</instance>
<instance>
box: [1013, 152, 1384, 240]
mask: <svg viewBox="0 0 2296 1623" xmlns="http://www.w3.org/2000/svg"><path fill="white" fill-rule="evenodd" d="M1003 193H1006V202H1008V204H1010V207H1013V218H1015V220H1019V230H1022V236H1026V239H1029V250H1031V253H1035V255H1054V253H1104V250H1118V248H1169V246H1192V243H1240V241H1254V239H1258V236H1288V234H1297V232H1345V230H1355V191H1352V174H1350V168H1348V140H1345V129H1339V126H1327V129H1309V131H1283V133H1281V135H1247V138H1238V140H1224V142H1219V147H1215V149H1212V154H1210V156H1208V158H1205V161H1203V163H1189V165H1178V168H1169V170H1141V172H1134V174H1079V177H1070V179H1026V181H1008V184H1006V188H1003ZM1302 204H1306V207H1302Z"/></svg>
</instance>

:::

**What is needed**
Recast every line of the items above as a Markdown table with the columns Row and Text. Put each line's number in the first column and the line in the second, and skip any blank lines.

**Written answer**
| Row | Text |
|---|---|
| 1 | </instance> |
| 2 | <instance> |
| 3 | box: [1013, 152, 1384, 240] |
| 4 | mask: <svg viewBox="0 0 2296 1623" xmlns="http://www.w3.org/2000/svg"><path fill="white" fill-rule="evenodd" d="M1003 193H1006V202H1008V204H1010V207H1013V218H1015V220H1019V230H1022V236H1026V239H1029V250H1031V253H1035V255H1054V253H1104V250H1118V248H1169V246H1192V243H1240V241H1254V239H1258V236H1288V234H1297V232H1345V230H1355V191H1352V174H1350V168H1348V140H1345V129H1339V126H1327V129H1309V131H1283V133H1281V135H1247V138H1238V140H1224V142H1219V147H1215V149H1212V154H1210V156H1208V158H1205V161H1203V163H1189V165H1178V168H1169V170H1141V172H1134V174H1079V177H1070V179H1026V181H1008V184H1006V188H1003ZM1302 204H1306V207H1302Z"/></svg> |
| 5 | </instance> |